_EXCERPTED PASSAGE_.
/---
In some embodiments, transmitting the first instruction and the first operand to the processing unit in response to acquiring the first operand of the first instruction includes: sending, by the first-stage pipelining, a first contention request to the processing unit in response to acquiring the first operand; acquiring, by the first-stage pipelining, a contention result for the processing unit, where the contention result indicates whether the processing unit is capable of processing the first instruction and the first operand; and transmitting, by the first-stage pipelining, the first instruction and the first operand to the processing unit in a case that the contention result is a successful contention.

In some embodiments, before acquiring, by the first-stage pipelining, the contention result for the processing unit, the method further includes: determining, by the processing unit, the contention result based on the first contention request, a second contention request, a priority of the first-stage pipelining, and a priority of a second-stage pipelining in the multi-stage pipelining, and transmitting the contention result to the first-stage pipelining, where the second contention request is transmitted to the processing unit in a case that the second-stage pipelining acquires a second operand.

In some embodiments, the priority of the first-stage pipelining and the priority of the second-stage pipelining are determined based on a sequence in which the first-stage pipelining and the second-stage pipelining acquire the instructions.

In some embodiments, the processing apparatus further includes a result module, the result module is connected to the processing unit, and the result module is configured to store and transmit processing results corresponding to the instructions of the multi-stage pipelining; and before transmitting the first instruction and the first operand to the processing unit in response to acquiring the first operand of the first instruction, the method further includes: receiving, by the result module, a second processing result from the processing unit, and transmitting the first operand to the first-stage pipelining in a case that the second processing result includes the first operand, where the second processing result is acquired based on a third instruction and a third operand transmitted by a third-stage pipelining in the multi-stage pipelining.

In some embodiments, the processing apparatus further includes an issue module and a register module, and the issue module is respectively connected to the register module and the multi-stage pipelining; and before transmitting the first instruction and the first operand to the processing unit in response to acquiring the first operand of the first instruction, the method further includes: reading, by the issue module, the first operand from the register module and transmitting the first operand to the first-stage pipelining; and receiving, by the first-stage pipelining, the first operand.

In some embodiments, acquiring the first instruction includes: transmitting, by the issue module, the first instruction to the first-stage pipelining; and receiving, by the first-stage pipelining, the first instruction.

In some embodiments, the first-stage pipelining is connected to a fourth-stage pipelining, and the fourth-stage pipelining acquires the first instruction before the first-stage pipelining; acquiring the first instruction includes: transmitting, by the fourth-stage pipelining, the first instruction to the first-stage pipelining; and receiving, by the first-stage pipelining, the first instruction.
\---
_RECORDED INFORMATION_.
/---
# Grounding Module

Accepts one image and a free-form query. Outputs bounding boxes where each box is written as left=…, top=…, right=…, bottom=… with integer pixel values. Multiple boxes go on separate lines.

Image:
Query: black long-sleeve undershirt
\---
Pick up the passage about multi-stage pipelining after its final sentence and write the next part.

_THE ANSWER_.
Some embodiments of the present disclosure provide an electronic device. The electronic device includes a processing apparatus and a memory, the memory stores at least one instruction, and the at least one instruction, when loaded and executed by the processing apparatus, causes the electronic device to perform the method for processing instructions above.

BRIEF DESCRIPTION OF THE DRAWINGS

FIG. 1 is a schematic structural diagram of a pipeline-type processing apparatus according to the related art;

FIG. 2 is a schematic structural diagram of a processing apparatus according to some embodiments of the present disclosure;

FIG. 3 is a schematic structural diagram of another processing apparatus according to some embodiments of the present disclosure;

FIG. 4 is a flowchart of a method for processing instructions according to some embodiments of the present disclosure; and

FIG. 5 is a schematic structural diagram of an electronic device according to some embodiments of the present disclosure.

DETAILED DESCRIPTION

For clearer descriptions of the objectives, technical solutions, and advantages of the present disclosure, embodiments of the present disclosure are further described in detail hereinafter with reference to the accompanying drawings.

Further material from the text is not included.